[Supplied material Boundary: Start]
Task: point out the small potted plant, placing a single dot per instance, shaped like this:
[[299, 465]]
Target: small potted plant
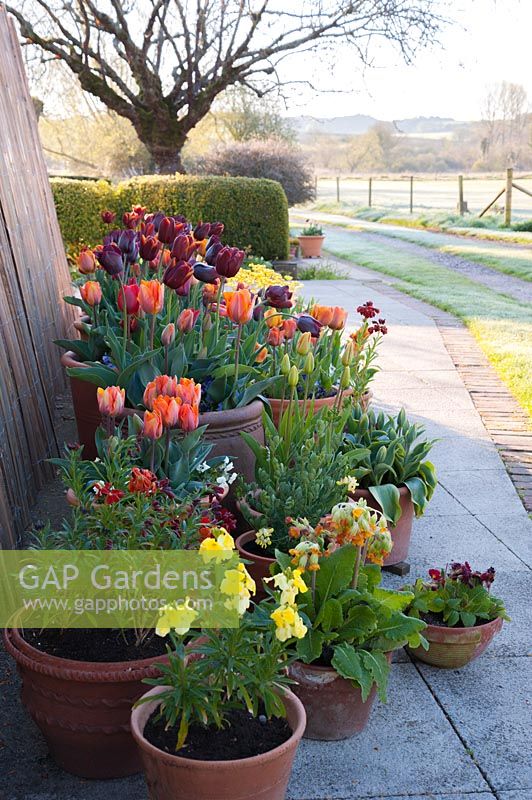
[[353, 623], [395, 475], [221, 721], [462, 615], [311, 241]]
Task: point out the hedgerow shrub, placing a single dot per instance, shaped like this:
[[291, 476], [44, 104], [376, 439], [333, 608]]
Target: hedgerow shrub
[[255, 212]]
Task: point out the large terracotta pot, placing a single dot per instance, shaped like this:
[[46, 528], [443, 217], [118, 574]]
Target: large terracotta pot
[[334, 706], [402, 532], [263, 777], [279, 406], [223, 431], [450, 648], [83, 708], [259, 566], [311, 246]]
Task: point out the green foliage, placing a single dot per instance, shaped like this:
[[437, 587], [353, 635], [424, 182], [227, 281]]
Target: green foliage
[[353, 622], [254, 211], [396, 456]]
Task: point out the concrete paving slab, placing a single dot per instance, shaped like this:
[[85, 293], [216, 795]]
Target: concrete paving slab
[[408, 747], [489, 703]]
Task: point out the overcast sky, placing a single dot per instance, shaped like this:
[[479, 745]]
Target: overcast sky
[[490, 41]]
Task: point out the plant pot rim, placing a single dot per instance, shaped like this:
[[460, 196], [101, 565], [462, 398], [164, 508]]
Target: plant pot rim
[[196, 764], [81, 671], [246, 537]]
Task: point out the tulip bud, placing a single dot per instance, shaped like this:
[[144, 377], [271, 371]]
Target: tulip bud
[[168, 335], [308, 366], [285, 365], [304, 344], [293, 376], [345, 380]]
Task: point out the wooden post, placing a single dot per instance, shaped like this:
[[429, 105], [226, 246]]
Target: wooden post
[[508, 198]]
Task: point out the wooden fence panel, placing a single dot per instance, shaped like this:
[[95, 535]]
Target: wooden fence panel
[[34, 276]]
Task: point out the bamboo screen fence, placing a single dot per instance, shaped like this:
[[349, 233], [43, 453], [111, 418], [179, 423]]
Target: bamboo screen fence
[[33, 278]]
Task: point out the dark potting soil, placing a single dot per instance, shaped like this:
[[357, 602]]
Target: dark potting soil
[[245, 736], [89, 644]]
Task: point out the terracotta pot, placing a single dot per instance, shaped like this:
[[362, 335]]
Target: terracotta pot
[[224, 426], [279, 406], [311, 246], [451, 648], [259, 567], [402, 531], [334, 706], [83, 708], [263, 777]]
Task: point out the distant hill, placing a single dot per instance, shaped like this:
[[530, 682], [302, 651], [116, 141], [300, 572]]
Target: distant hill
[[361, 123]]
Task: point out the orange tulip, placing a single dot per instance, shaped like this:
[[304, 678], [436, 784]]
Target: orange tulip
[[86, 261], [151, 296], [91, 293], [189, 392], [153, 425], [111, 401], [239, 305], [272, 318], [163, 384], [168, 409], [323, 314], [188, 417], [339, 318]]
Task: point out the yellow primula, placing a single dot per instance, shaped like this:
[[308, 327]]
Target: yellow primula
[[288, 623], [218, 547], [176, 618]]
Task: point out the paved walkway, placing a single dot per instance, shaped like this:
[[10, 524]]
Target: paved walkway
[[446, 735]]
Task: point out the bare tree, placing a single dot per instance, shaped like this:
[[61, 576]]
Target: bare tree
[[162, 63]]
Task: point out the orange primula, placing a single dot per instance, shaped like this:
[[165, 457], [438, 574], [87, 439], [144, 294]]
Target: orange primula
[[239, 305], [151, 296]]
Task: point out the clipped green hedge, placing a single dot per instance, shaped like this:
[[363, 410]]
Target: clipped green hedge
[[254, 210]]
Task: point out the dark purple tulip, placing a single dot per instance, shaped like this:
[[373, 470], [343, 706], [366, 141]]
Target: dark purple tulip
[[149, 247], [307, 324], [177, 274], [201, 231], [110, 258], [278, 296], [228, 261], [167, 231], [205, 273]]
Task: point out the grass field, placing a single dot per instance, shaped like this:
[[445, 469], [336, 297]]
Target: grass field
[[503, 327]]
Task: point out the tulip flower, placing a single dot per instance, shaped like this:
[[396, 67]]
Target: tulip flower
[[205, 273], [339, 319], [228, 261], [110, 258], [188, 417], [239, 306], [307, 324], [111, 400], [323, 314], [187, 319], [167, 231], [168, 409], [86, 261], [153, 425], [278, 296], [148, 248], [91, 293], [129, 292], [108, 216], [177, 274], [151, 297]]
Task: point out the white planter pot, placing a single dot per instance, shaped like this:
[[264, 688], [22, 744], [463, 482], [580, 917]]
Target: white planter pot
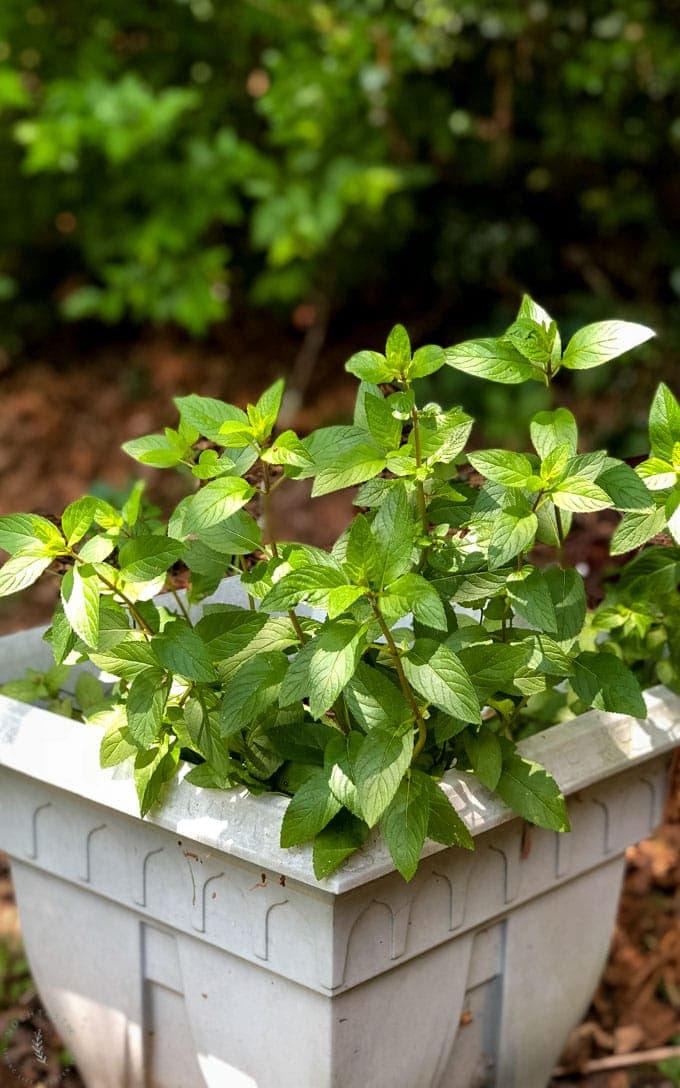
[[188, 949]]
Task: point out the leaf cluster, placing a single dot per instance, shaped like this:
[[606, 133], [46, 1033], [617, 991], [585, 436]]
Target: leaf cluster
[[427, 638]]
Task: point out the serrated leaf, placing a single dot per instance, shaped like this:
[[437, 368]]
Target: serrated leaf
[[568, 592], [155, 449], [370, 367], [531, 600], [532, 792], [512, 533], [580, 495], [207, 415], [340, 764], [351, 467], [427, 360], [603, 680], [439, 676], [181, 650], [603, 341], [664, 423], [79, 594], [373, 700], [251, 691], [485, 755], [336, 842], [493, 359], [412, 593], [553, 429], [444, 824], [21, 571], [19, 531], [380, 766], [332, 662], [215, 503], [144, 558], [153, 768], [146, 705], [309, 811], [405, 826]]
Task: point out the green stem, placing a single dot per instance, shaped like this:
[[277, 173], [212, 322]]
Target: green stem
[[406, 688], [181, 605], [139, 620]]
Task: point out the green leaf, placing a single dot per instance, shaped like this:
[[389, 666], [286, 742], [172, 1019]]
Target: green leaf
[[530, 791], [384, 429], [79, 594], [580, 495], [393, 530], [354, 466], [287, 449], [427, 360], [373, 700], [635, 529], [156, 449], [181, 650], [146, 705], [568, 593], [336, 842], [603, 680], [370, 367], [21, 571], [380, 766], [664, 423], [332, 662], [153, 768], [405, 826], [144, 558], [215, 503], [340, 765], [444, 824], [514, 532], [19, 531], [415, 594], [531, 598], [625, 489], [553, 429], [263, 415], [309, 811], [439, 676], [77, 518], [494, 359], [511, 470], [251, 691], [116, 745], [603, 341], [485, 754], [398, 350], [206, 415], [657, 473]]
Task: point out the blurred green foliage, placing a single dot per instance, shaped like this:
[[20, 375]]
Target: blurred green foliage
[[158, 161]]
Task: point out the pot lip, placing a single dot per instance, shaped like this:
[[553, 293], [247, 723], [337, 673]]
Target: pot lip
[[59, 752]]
[Supplied material Boundary: End]
--- Exercise instructions ---
Would you print, exactly as written, every line above from the one holding "[[362, 335]]" through the one holding "Task: point out the distant", with both included and no other lines?

--- Finished task ---
[[362, 335]]
Target: terracotta pot
[[224, 426], [279, 406], [311, 246], [451, 648], [259, 567], [402, 531], [334, 706], [83, 708], [263, 777]]
Task: point out the distant hill, placing a single dot per instance, shaped like this:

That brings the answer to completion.